Image-grounded pointing data:
+ + +

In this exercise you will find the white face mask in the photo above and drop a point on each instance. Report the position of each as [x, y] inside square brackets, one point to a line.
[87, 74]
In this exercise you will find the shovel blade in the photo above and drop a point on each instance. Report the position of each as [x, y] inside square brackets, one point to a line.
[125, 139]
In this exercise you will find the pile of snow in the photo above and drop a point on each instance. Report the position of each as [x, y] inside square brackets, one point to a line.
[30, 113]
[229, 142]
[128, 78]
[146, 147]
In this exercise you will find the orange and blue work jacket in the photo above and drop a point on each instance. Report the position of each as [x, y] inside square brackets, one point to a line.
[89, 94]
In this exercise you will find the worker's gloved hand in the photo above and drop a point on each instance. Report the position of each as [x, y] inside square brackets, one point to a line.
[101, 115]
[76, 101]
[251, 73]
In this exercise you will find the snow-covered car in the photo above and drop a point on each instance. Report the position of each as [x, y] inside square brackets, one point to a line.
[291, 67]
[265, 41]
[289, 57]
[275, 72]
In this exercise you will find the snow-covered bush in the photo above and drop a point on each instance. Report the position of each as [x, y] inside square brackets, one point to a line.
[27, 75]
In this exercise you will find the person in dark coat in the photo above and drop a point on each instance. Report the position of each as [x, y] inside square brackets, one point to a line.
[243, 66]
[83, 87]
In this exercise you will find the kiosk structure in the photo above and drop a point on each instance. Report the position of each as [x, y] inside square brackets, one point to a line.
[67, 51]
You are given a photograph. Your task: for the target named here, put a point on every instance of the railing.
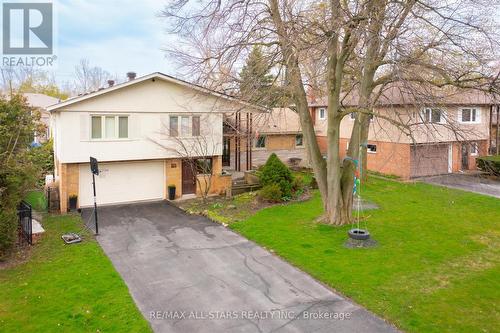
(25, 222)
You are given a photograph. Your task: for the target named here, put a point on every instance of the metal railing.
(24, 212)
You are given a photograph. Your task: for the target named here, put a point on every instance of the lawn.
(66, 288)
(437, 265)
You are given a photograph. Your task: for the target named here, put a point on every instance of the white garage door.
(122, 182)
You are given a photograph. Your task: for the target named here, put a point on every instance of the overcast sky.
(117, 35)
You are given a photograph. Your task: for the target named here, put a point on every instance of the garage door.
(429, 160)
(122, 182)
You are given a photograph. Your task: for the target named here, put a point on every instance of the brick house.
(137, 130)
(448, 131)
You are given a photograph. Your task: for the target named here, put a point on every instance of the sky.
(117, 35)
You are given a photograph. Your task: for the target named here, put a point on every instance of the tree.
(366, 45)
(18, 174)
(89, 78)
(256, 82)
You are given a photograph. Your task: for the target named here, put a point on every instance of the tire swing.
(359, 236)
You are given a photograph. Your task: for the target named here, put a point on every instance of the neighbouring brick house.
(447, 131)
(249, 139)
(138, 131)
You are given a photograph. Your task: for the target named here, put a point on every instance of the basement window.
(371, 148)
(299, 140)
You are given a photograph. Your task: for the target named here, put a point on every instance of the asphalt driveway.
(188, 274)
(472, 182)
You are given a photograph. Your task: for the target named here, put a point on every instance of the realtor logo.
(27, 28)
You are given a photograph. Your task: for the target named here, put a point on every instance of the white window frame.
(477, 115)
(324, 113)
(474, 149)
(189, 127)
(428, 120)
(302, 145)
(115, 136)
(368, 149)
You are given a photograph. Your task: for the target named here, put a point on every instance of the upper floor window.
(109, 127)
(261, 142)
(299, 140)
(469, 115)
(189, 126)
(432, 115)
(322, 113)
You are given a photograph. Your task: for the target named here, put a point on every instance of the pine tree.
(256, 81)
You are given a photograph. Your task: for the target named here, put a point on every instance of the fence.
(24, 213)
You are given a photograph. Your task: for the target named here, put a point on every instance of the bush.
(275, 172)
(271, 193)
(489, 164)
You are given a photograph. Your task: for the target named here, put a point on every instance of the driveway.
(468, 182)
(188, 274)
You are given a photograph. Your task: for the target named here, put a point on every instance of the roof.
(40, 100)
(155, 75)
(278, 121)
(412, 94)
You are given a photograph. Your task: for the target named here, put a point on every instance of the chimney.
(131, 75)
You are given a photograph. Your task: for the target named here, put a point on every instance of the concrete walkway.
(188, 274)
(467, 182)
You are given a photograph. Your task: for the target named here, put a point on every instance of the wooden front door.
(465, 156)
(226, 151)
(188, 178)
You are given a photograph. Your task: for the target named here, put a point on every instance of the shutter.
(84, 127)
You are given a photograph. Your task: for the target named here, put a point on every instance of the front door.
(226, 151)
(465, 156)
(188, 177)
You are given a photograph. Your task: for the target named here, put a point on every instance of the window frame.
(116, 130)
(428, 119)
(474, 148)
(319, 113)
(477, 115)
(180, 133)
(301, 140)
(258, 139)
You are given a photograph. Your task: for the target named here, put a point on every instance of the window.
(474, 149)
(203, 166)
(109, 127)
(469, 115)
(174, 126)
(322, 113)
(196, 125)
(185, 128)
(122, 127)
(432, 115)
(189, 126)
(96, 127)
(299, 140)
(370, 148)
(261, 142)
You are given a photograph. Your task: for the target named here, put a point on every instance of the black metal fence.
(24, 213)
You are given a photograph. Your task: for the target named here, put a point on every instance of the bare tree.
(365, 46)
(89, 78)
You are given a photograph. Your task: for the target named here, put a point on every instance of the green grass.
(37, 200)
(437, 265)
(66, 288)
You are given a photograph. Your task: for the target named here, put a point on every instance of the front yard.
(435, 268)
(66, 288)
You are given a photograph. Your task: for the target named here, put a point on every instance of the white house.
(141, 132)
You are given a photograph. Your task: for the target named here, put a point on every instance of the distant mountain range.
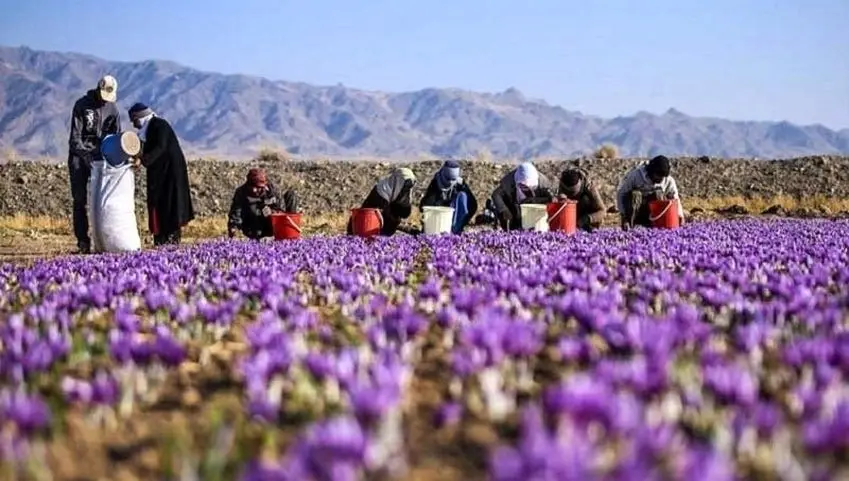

+ + +

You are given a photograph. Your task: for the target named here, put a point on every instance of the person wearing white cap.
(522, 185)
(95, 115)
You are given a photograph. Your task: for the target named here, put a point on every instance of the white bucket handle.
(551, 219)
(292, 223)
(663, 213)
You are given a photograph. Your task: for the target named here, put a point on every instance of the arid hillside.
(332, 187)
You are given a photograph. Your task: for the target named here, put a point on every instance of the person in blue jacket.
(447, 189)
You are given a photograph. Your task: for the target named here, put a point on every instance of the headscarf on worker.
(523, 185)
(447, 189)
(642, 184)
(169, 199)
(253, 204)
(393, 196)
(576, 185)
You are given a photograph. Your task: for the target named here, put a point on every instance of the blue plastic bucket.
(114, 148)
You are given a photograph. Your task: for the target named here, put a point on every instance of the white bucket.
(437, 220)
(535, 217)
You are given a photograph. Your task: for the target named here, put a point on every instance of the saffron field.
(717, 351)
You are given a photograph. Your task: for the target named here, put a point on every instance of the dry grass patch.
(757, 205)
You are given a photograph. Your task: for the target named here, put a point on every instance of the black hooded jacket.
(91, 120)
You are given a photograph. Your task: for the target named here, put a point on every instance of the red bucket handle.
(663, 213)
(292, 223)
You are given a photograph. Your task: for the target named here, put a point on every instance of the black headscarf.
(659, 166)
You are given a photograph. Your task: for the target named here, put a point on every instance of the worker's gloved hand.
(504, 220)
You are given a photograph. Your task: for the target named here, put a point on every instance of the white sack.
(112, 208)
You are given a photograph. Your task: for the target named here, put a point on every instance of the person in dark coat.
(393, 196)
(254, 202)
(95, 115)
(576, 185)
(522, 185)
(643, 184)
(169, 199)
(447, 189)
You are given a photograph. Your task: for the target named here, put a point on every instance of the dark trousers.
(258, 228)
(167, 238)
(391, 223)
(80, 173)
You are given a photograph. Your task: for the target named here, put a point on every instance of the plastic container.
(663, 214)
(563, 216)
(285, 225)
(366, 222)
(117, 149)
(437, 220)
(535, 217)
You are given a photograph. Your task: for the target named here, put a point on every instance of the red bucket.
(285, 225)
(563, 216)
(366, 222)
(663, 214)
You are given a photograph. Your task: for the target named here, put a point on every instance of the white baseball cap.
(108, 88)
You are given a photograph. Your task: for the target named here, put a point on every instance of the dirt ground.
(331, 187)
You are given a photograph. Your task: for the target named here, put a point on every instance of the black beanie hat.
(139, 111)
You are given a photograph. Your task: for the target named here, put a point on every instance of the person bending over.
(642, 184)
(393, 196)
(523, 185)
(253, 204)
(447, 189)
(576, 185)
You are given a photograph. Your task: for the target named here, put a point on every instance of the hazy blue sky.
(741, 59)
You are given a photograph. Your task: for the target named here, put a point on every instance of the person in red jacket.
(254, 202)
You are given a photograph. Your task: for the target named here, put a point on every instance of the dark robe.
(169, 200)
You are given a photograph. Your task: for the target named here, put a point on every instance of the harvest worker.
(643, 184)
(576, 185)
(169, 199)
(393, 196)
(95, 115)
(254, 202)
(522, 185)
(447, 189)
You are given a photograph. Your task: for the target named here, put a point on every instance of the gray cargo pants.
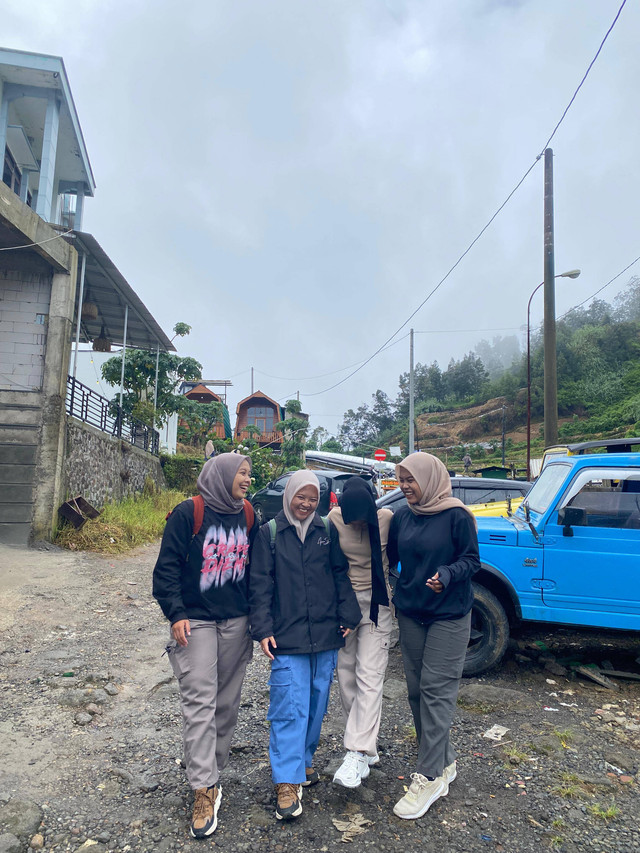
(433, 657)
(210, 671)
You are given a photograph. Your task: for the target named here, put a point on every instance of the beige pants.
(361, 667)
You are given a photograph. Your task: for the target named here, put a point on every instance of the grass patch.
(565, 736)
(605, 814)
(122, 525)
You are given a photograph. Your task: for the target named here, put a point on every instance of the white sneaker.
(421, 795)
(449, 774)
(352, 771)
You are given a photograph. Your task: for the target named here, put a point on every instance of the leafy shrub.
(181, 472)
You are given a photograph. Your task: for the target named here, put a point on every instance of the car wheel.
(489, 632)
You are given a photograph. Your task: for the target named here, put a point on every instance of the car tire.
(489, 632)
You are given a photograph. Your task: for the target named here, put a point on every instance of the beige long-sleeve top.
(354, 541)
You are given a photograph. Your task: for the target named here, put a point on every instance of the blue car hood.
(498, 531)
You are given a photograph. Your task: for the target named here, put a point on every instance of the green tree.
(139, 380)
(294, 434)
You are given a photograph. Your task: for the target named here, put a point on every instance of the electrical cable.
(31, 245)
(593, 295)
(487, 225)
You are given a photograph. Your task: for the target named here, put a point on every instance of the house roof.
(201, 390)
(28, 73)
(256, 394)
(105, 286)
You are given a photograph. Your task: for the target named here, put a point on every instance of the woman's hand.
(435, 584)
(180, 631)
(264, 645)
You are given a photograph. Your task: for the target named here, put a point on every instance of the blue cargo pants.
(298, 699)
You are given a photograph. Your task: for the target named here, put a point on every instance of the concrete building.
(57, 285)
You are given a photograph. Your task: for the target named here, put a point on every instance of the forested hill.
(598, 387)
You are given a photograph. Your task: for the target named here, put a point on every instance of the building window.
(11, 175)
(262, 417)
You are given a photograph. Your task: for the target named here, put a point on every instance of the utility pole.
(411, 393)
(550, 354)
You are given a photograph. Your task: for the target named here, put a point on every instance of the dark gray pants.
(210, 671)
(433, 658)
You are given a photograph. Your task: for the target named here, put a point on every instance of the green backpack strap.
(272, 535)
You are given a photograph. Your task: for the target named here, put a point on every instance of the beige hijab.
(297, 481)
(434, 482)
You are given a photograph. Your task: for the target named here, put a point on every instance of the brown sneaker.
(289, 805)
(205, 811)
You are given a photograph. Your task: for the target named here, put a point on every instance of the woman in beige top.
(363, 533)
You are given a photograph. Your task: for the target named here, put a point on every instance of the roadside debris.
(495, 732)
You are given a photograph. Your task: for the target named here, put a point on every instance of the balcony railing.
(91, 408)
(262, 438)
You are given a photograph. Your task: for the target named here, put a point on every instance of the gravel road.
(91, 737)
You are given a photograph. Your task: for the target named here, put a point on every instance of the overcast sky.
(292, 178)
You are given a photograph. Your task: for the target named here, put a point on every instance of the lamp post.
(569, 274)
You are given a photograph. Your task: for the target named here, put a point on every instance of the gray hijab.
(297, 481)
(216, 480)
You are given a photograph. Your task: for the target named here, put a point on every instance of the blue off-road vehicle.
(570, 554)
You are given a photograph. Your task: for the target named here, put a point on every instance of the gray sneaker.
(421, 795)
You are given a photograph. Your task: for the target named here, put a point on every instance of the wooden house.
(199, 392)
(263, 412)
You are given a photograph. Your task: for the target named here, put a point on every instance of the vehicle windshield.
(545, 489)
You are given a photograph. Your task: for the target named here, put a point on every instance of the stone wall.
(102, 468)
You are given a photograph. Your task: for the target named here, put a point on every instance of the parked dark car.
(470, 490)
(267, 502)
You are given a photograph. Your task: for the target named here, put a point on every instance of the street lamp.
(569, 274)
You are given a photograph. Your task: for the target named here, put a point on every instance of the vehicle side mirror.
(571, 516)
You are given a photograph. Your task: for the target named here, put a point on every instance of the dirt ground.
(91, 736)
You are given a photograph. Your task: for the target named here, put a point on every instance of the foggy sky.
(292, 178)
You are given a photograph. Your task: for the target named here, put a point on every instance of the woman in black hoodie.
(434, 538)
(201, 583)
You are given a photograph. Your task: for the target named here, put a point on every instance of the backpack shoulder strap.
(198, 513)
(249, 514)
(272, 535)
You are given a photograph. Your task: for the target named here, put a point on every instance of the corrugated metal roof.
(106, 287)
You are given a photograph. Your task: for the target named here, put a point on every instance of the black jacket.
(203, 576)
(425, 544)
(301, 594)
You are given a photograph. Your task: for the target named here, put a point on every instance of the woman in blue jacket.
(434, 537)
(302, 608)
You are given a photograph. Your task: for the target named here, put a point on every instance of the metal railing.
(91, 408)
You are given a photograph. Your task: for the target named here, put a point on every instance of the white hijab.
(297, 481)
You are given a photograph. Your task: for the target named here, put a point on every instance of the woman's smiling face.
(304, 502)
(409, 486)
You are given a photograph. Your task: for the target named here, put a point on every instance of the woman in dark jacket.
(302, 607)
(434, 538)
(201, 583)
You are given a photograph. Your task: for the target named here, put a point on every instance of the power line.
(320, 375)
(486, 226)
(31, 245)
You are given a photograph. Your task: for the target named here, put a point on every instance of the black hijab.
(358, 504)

+ + +

ABOUT THIS EXERCISE: Of the lines above, retype only those from the line containing "the white house." through the line containing "distant mountain range.", including both, exactly.

TASK OUTPUT:
You are given a photograph. Your task: for the target named here, put a point on every instance of the white house.
(141, 132)
You are given a photograph. Your task: for the target named here, put a point on every instance of the distant mountain range.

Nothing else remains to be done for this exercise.